━━━━━ Records shown
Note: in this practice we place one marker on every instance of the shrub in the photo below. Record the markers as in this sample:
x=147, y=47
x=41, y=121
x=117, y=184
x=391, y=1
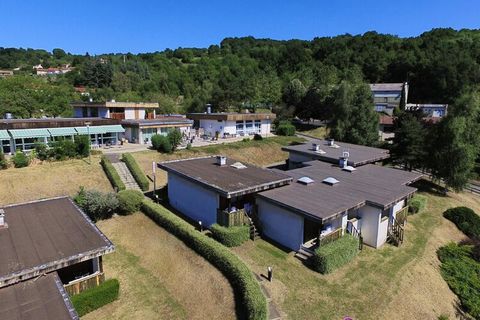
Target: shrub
x=231, y=236
x=241, y=278
x=82, y=145
x=96, y=297
x=112, y=174
x=41, y=150
x=3, y=161
x=97, y=205
x=465, y=219
x=462, y=274
x=129, y=201
x=417, y=204
x=136, y=171
x=331, y=256
x=161, y=143
x=20, y=160
x=285, y=128
x=175, y=138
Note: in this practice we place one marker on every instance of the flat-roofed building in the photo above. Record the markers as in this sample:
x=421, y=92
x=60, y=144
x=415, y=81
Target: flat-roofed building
x=333, y=151
x=53, y=242
x=224, y=125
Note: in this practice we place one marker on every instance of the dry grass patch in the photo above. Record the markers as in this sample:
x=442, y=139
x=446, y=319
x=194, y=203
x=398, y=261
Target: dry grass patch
x=50, y=179
x=387, y=283
x=160, y=277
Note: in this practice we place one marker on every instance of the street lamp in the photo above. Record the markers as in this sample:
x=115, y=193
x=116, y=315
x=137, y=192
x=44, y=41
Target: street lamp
x=88, y=123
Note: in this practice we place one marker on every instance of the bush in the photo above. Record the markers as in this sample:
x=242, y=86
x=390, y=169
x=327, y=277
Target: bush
x=3, y=161
x=41, y=150
x=462, y=274
x=175, y=138
x=231, y=236
x=136, y=171
x=20, y=160
x=241, y=278
x=129, y=201
x=161, y=143
x=335, y=254
x=285, y=128
x=112, y=174
x=82, y=145
x=94, y=298
x=417, y=204
x=465, y=219
x=97, y=205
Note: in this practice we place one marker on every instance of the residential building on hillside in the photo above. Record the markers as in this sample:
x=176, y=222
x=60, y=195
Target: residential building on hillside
x=330, y=151
x=387, y=96
x=50, y=249
x=23, y=134
x=431, y=110
x=225, y=125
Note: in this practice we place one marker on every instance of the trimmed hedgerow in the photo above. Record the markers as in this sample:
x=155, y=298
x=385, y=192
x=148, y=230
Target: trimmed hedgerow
x=462, y=274
x=129, y=201
x=112, y=174
x=97, y=297
x=231, y=236
x=465, y=219
x=417, y=204
x=136, y=171
x=335, y=254
x=241, y=278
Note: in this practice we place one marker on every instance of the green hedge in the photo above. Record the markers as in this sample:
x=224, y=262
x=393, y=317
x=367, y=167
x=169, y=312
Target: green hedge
x=136, y=171
x=462, y=273
x=112, y=174
x=417, y=204
x=465, y=219
x=129, y=201
x=97, y=297
x=335, y=254
x=241, y=278
x=231, y=236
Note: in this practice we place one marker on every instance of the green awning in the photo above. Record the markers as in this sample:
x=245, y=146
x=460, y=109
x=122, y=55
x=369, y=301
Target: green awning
x=100, y=129
x=4, y=135
x=115, y=128
x=29, y=133
x=58, y=132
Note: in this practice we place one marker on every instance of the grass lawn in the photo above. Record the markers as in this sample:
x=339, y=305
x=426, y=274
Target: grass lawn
x=160, y=277
x=50, y=179
x=388, y=283
x=261, y=153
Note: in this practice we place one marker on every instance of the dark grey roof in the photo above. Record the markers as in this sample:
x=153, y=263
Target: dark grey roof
x=46, y=235
x=226, y=179
x=164, y=121
x=370, y=184
x=386, y=86
x=359, y=155
x=42, y=298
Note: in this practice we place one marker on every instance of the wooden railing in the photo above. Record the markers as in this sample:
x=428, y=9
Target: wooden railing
x=83, y=284
x=332, y=236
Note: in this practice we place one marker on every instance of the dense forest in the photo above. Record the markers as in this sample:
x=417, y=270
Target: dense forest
x=249, y=73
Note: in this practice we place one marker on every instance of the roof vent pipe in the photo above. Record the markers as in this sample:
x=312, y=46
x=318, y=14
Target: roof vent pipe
x=221, y=160
x=2, y=219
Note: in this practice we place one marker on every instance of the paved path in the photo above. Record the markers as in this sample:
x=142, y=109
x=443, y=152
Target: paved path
x=125, y=175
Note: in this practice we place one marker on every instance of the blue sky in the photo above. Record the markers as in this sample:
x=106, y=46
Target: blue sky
x=105, y=26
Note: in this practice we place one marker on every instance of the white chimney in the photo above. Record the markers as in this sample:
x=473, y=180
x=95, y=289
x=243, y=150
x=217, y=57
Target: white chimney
x=2, y=219
x=221, y=160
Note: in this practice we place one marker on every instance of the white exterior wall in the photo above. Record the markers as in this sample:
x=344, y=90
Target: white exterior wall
x=370, y=224
x=280, y=224
x=193, y=200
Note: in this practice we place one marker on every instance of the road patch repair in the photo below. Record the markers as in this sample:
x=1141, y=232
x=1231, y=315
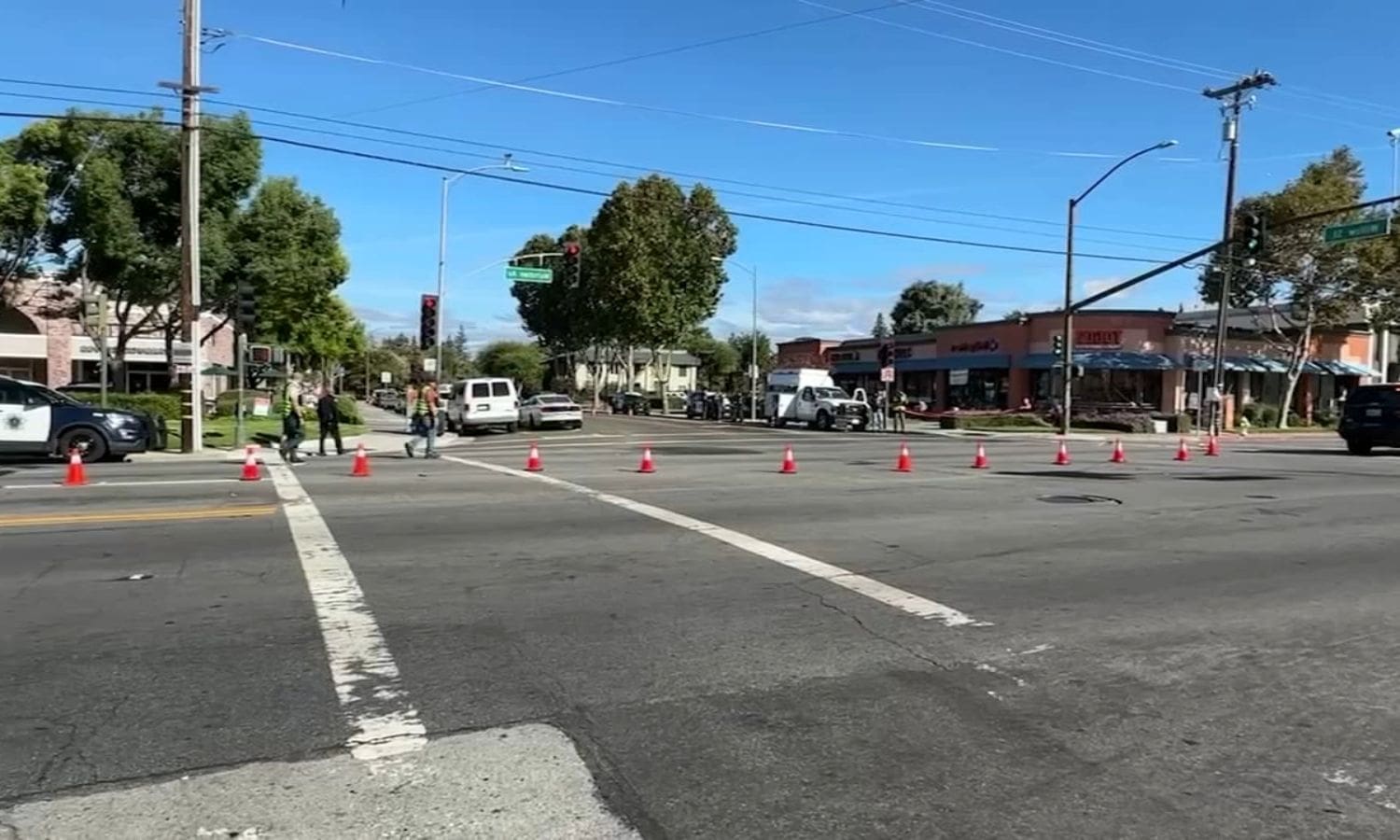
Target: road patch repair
x=504, y=783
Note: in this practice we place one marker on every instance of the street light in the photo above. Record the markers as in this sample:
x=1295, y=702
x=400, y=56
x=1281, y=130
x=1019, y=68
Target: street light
x=753, y=338
x=447, y=184
x=1067, y=352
━━━━━━━━━━
→ Directions:
Search the material for the string "below" and show every line that has it.

→ Task output:
Note: in this practice we place one marker on every instance of the shrub in the photo below. Record the markers as in this sample:
Note: in this practice we place one marker on every instance of the road patch repair in the photo below. Record the markers as in this sample:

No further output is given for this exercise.